REQUIRED ACTION: A faithful transcription of all lines below is the expected answer.

DATA FOR THE TASK:
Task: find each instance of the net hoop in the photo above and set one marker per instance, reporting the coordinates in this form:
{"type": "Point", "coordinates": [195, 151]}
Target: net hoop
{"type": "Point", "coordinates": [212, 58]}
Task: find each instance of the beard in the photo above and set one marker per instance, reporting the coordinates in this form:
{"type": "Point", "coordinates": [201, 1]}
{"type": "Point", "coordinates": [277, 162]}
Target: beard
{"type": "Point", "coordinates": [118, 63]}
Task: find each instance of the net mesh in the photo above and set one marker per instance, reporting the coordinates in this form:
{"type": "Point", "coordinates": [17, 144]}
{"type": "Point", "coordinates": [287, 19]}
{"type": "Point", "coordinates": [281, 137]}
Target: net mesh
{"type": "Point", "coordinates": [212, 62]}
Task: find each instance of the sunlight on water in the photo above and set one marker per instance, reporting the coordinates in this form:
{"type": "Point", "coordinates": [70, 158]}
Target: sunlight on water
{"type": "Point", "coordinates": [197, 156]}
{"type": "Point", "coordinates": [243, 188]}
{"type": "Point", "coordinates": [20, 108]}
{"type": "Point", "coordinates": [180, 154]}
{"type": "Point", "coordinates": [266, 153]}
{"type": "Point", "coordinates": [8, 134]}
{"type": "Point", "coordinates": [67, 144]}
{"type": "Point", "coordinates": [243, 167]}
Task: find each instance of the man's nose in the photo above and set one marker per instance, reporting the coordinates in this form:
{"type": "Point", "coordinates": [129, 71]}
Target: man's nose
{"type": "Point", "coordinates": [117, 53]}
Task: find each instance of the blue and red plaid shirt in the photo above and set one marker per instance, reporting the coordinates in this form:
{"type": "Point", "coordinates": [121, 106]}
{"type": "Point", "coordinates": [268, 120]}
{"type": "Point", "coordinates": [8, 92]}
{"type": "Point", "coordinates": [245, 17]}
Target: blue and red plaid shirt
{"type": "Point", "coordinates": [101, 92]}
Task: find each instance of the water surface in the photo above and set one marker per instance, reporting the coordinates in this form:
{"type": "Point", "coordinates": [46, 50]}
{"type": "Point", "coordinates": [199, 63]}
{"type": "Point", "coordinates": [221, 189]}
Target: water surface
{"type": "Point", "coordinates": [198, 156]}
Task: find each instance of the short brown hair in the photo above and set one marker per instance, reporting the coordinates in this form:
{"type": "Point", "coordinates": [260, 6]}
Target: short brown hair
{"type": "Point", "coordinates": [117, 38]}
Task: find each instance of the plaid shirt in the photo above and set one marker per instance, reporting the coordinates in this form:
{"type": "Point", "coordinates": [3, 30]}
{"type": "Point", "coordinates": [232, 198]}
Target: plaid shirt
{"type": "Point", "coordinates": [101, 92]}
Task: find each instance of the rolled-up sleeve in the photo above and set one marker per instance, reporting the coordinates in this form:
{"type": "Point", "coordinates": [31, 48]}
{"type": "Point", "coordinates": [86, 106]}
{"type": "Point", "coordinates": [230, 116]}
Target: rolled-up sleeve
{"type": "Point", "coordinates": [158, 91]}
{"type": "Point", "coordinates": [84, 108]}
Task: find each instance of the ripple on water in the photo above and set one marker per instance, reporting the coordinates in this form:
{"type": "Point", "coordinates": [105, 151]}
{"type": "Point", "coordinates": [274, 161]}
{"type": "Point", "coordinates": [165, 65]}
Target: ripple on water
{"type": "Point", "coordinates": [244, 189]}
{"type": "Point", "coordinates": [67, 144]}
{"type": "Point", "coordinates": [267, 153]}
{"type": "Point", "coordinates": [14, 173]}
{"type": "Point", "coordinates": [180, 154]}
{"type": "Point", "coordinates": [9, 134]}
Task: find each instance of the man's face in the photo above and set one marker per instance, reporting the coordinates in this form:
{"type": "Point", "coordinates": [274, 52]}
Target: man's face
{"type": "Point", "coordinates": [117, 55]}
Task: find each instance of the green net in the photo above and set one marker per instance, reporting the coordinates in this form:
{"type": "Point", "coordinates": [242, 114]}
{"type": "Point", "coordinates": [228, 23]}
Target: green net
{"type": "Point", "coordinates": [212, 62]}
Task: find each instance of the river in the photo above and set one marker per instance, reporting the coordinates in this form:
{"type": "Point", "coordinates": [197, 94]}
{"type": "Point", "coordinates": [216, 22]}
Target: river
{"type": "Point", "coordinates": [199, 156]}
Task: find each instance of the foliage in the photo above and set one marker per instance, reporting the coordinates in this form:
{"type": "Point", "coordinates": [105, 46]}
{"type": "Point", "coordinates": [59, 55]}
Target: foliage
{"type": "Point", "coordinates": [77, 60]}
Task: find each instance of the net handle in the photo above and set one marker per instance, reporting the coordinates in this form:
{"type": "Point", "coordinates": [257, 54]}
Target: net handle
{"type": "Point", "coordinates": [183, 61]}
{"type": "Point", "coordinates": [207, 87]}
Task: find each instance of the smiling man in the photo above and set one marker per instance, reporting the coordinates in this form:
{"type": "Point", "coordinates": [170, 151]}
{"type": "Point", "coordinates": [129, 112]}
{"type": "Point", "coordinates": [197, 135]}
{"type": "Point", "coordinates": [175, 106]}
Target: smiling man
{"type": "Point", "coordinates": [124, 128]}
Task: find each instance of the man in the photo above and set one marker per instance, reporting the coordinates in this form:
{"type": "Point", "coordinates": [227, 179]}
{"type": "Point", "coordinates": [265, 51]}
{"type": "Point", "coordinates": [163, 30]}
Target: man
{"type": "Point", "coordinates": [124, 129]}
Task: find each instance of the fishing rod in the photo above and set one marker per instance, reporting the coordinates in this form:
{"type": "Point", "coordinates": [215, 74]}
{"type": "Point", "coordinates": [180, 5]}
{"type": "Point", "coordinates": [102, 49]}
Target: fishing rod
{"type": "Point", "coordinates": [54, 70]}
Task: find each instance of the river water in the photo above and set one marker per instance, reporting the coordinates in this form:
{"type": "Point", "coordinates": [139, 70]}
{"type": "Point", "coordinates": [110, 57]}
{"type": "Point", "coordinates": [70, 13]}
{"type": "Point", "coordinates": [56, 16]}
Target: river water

ANSWER SPACE:
Task: find each instance of the net hoop in the photo above and set one marker per instance, reporting the coordinates in this form:
{"type": "Point", "coordinates": [195, 151]}
Target: net hoop
{"type": "Point", "coordinates": [212, 58]}
Task: find each instance of the beard in the photo above and set one marker per instance, reporting the coordinates in this form:
{"type": "Point", "coordinates": [201, 1]}
{"type": "Point", "coordinates": [277, 162]}
Target: beard
{"type": "Point", "coordinates": [118, 63]}
Task: find each instance of the net mesh in the photo above and set one marker per instance, reporting the coordinates in this form:
{"type": "Point", "coordinates": [17, 144]}
{"type": "Point", "coordinates": [287, 19]}
{"type": "Point", "coordinates": [281, 137]}
Target: net mesh
{"type": "Point", "coordinates": [212, 62]}
Task: find each instance of the sunlight on water in the photo above and set one marker per instance, reporting the coordinates in this form:
{"type": "Point", "coordinates": [70, 158]}
Target: sunlight on water
{"type": "Point", "coordinates": [197, 156]}
{"type": "Point", "coordinates": [243, 188]}
{"type": "Point", "coordinates": [20, 108]}
{"type": "Point", "coordinates": [180, 154]}
{"type": "Point", "coordinates": [266, 153]}
{"type": "Point", "coordinates": [8, 134]}
{"type": "Point", "coordinates": [67, 144]}
{"type": "Point", "coordinates": [243, 167]}
Task: find each instance of the man's nose in the photo above and set one marker per instance, reporting the coordinates in this form:
{"type": "Point", "coordinates": [129, 71]}
Target: man's nose
{"type": "Point", "coordinates": [117, 53]}
Task: find each instance of the blue and red plaid shirt in the photo above and set one marker per instance, reporting the coordinates in this form:
{"type": "Point", "coordinates": [121, 106]}
{"type": "Point", "coordinates": [268, 120]}
{"type": "Point", "coordinates": [8, 92]}
{"type": "Point", "coordinates": [245, 17]}
Target: blue and red plaid shirt
{"type": "Point", "coordinates": [101, 92]}
Task: find each instance of the water surface in the photo above and set one marker per instance, reporting the coordinates in this form:
{"type": "Point", "coordinates": [46, 50]}
{"type": "Point", "coordinates": [199, 63]}
{"type": "Point", "coordinates": [221, 189]}
Target: water surface
{"type": "Point", "coordinates": [198, 156]}
Task: find each instance of the short brown hair in the photo above and set one marker per instance, reporting the coordinates in this form:
{"type": "Point", "coordinates": [260, 6]}
Target: short brown hair
{"type": "Point", "coordinates": [117, 38]}
Task: find each instance of the plaid shirt in the photo above and set one marker per instance, reporting the coordinates in this form:
{"type": "Point", "coordinates": [3, 30]}
{"type": "Point", "coordinates": [232, 198]}
Target: plaid shirt
{"type": "Point", "coordinates": [101, 92]}
Task: find each instance of the rolled-up sleeve in the photo above and set one marker per instance, reporting the coordinates in this form:
{"type": "Point", "coordinates": [31, 48]}
{"type": "Point", "coordinates": [86, 106]}
{"type": "Point", "coordinates": [230, 116]}
Target: rolled-up sleeve
{"type": "Point", "coordinates": [158, 91]}
{"type": "Point", "coordinates": [84, 108]}
Task: find each instance of the ripple on water in the photo above and set one marker per instance, reporting the coordinates in this form:
{"type": "Point", "coordinates": [105, 151]}
{"type": "Point", "coordinates": [274, 161]}
{"type": "Point", "coordinates": [165, 65]}
Target: ripple on water
{"type": "Point", "coordinates": [244, 189]}
{"type": "Point", "coordinates": [67, 144]}
{"type": "Point", "coordinates": [267, 153]}
{"type": "Point", "coordinates": [14, 173]}
{"type": "Point", "coordinates": [180, 154]}
{"type": "Point", "coordinates": [9, 134]}
Task: find each instance of the man's face in the photo above and set one marker per instance, reporting the coordinates in this form:
{"type": "Point", "coordinates": [274, 52]}
Target: man's face
{"type": "Point", "coordinates": [117, 55]}
Task: find each instance of the green net in the photo above and set one marker per instance, reporting the coordinates in this form:
{"type": "Point", "coordinates": [242, 114]}
{"type": "Point", "coordinates": [228, 23]}
Target: green net
{"type": "Point", "coordinates": [212, 62]}
Task: find each instance of the river in the photo above and set one marker per instance, reporting the coordinates in this form:
{"type": "Point", "coordinates": [197, 94]}
{"type": "Point", "coordinates": [216, 22]}
Target: river
{"type": "Point", "coordinates": [199, 156]}
Task: find each instance of the foliage in the photo above and set one marker per instance, reporting the coordinates in this form:
{"type": "Point", "coordinates": [105, 46]}
{"type": "Point", "coordinates": [59, 55]}
Target: foliage
{"type": "Point", "coordinates": [77, 60]}
Task: find each instance of the net handle in the photo above and set one marker per instance, reporting the coordinates in this form:
{"type": "Point", "coordinates": [257, 54]}
Target: net handle
{"type": "Point", "coordinates": [183, 61]}
{"type": "Point", "coordinates": [207, 87]}
Task: find each instance of the smiling man in the photo above and set one marker per instance, reporting the coordinates in this form:
{"type": "Point", "coordinates": [170, 151]}
{"type": "Point", "coordinates": [129, 112]}
{"type": "Point", "coordinates": [197, 135]}
{"type": "Point", "coordinates": [175, 106]}
Target: smiling man
{"type": "Point", "coordinates": [124, 128]}
Task: find each instance of the man in the photo above and set one marker per instance, reporting the coordinates in this form:
{"type": "Point", "coordinates": [227, 179]}
{"type": "Point", "coordinates": [265, 51]}
{"type": "Point", "coordinates": [163, 30]}
Target: man
{"type": "Point", "coordinates": [124, 129]}
Task: find each instance of the fishing rod in the photo above and set one marker per instance, reporting the coordinates in this form:
{"type": "Point", "coordinates": [215, 74]}
{"type": "Point", "coordinates": [180, 5]}
{"type": "Point", "coordinates": [102, 49]}
Target: fishing rod
{"type": "Point", "coordinates": [54, 70]}
Task: find each instance of the river water in the photo above and set one marker per instance, reporting the coordinates in this form:
{"type": "Point", "coordinates": [139, 70]}
{"type": "Point", "coordinates": [110, 57]}
{"type": "Point", "coordinates": [70, 13]}
{"type": "Point", "coordinates": [56, 16]}
Target: river water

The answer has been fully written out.